■ PASSAGE:
BEGIN
Health is not a green smoothie, a slim body or being super fit.
We cannot assess a person’s health based only on how they look or what they eat.
So what is health or being healthy?
Health is a continuum, not something you achieve and then have forever, it is not a destination you reach.
Your health encompasses your physiology, your psychology, your emotional state and your social connection to other humans. Each of these are influenced by access to basic human needs such as food, water, rest, shelter, clothing, safety and social connection.
Health can, and does, look very different for different people. While some people experience a good amount of health throughout their life, there are others who endure a lifelong struggle with certain aspects of their health.
- You can have a chronic disease such as diabetes and enjoy health
- You can have a physical disability or a mental health issue and have health
- You can be in a large body, medium size body or small body and have health
- You can eat all food, including chips, chocolate and ice-cream and have health
The “perfect” diet, losing weight or being super fit are not a guarantee against poor health, or a guarantee for achieving lifelong health. You can be doing all these and still suffer poor physical, mental, social or emotional health.
Equally, you can have what looks on paper to be a less than nutritionally sound diet and experience really good physical, mental, social and emotional health.
END
■ DATA SEGMENT:
BEGIN
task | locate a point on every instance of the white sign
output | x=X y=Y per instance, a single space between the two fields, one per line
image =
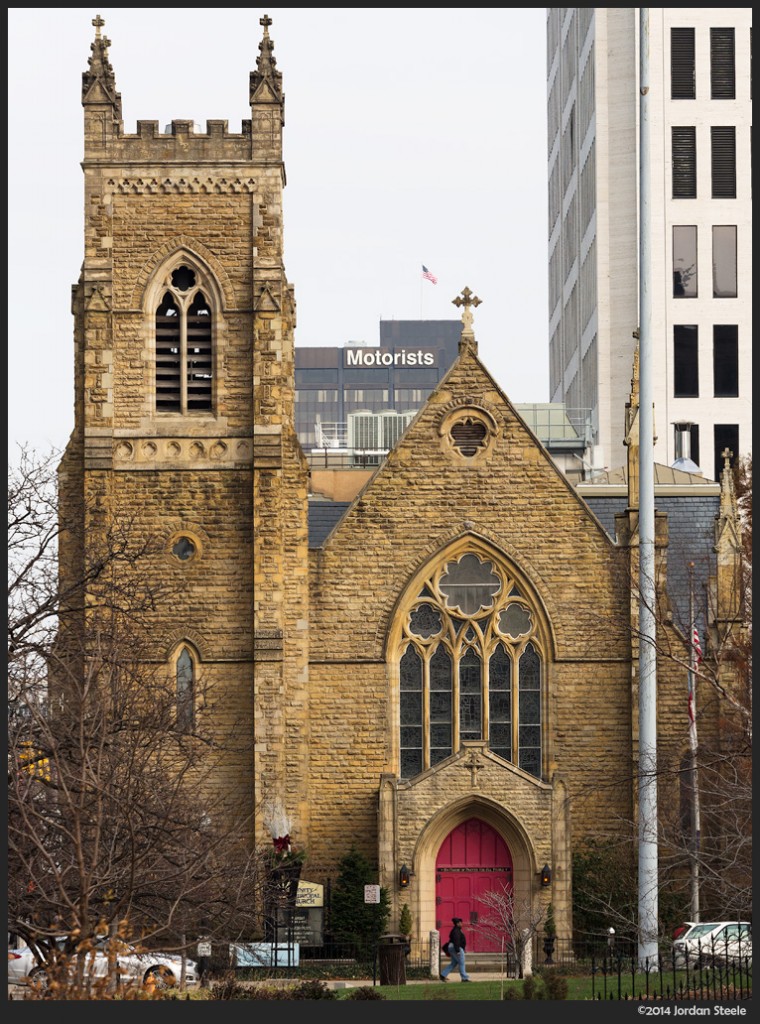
x=363 y=357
END
■ PROBLEM DESCRIPTION: Reproduce the passage on health word for word, in full.

■ SOLVED PROBLEM:
Health is not a green smoothie, a slim body or being super fit.
We cannot assess a person’s health based only on how they look or what they eat.
So what is health or being healthy?
Health is a continuum, not something you achieve and then have forever, it is not a destination you reach.
Your health encompasses your physiology, your psychology, your emotional state and your social connection to other humans. Each of these are influenced by access to basic human needs such as food, water, rest, shelter, clothing, safety and social connection.
Health can, and does, look very different for different people. While some people experience a good amount of health throughout their life, there are others who endure a lifelong struggle with certain aspects of their health.
- You can have a chronic disease such as diabetes and enjoy health
- You can have a physical disability or a mental health issue and have health
- You can be in a large body, medium size body or small body and have health
- You can eat all food, including chips, chocolate and ice-cream and have health
The “perfect” diet, losing weight or being super fit are not a guarantee against poor health, or a guarantee for achieving lifelong health. You can be doing all these and still suffer poor physical, mental, social or emotional health.
Equally, you can have what looks on paper to be a less than nutritionally sound diet and experience really good physical, mental, social and emotional health.